◆ **Text under study**:
# # #
Wednesday, September 27, 2006

We have to fight the Islamonazis in Dieppe...

World War II comparisons have, officially, jumped the shark. Via Rob at LGM, Bob Bergen of the CDFAI writes (PDF):
The left wing in Canada has been doing its level best to equate Canadian foreign and defence policy under Prime Minister Stephen Harper with American President George Bush for some time now. But a new study by the Canadian Centre for Policy Alternatives (CCPA) making headlines across Canada has broken shameless new ground implying that Canadian troops in Afghanistan are little more cannon fodder.
I haven't commented on the CCPA's report, largely because Skippy did a far better job than I could hope to here. But the short version is that the CCPA isn't looking at a number of factors, and their drawing much larger conclusions than their research can bear.
# # #
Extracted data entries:
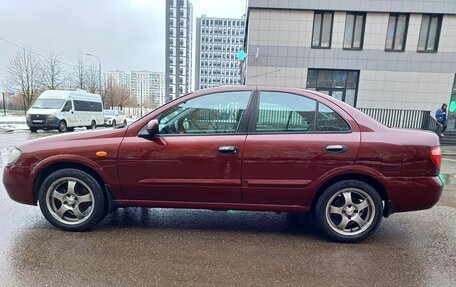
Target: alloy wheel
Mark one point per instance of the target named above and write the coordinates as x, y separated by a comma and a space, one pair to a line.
350, 211
69, 200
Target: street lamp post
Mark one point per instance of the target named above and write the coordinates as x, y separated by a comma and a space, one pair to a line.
99, 70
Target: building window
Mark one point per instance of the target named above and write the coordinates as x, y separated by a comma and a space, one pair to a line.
340, 84
322, 30
354, 31
430, 33
397, 32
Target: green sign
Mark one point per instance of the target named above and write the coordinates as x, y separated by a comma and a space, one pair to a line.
452, 106
241, 55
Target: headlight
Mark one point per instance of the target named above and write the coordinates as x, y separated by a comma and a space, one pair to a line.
14, 156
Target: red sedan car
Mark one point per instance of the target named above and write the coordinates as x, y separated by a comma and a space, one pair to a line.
244, 148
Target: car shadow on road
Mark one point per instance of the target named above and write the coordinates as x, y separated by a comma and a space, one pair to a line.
227, 221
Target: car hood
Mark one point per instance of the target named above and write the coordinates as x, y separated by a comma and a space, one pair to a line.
77, 139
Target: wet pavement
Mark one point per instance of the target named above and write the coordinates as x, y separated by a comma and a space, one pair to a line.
166, 247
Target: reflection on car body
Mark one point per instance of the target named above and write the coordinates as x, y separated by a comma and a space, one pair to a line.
246, 148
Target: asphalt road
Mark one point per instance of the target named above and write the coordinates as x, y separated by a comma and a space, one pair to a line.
165, 247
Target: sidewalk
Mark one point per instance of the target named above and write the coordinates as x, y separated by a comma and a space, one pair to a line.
449, 151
# # #
◆ **What is being asked**:
In the text under study, which organization put out the new study that the quoted writer says implies Canadian troops in Afghanistan are little more than cannon fodder?

◆ **Result of this task**:
The Canadian Centre for Policy Alternatives (CCPA).